▸ **Exercise directions**: Pick out every line of the records below that contains the string "cabinet". Case counts, so a match must have the same capital and lowercase letters.

▸ **Data to use**:
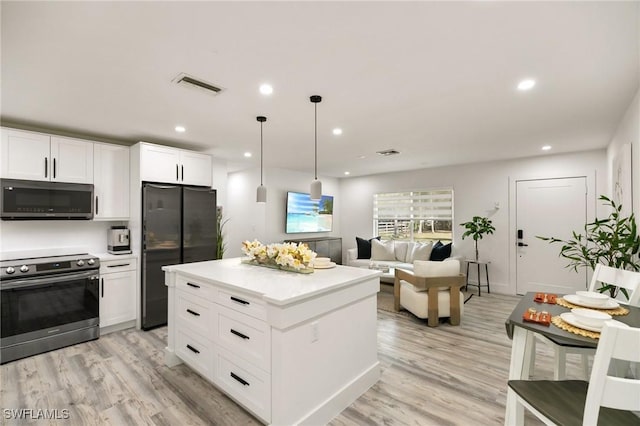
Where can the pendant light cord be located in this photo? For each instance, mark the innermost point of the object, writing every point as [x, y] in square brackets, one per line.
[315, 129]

* * *

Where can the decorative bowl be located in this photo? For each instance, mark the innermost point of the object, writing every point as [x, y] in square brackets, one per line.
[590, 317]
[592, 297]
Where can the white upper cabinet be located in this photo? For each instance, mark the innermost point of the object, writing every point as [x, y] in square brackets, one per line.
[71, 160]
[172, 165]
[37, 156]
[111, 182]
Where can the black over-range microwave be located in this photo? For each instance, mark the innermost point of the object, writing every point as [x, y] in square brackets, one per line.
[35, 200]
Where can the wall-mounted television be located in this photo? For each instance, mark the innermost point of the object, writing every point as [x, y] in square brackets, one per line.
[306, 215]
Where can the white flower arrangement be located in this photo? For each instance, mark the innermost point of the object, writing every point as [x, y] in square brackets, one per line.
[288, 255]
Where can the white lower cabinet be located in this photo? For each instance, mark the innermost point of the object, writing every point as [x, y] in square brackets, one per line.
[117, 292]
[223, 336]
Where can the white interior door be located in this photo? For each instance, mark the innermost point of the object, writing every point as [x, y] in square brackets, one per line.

▸ **Answer to the exercise**:
Where can the white upper cabinet be located in this photo? For each instance, mark the innermost point of the object, writing every point as [x, y] in square brackets, one per line.
Where can the white lower cabinet be located in this photo? For each instance, mark the innermost point of the object, writing every point as [x, y] in square brackets, one per line.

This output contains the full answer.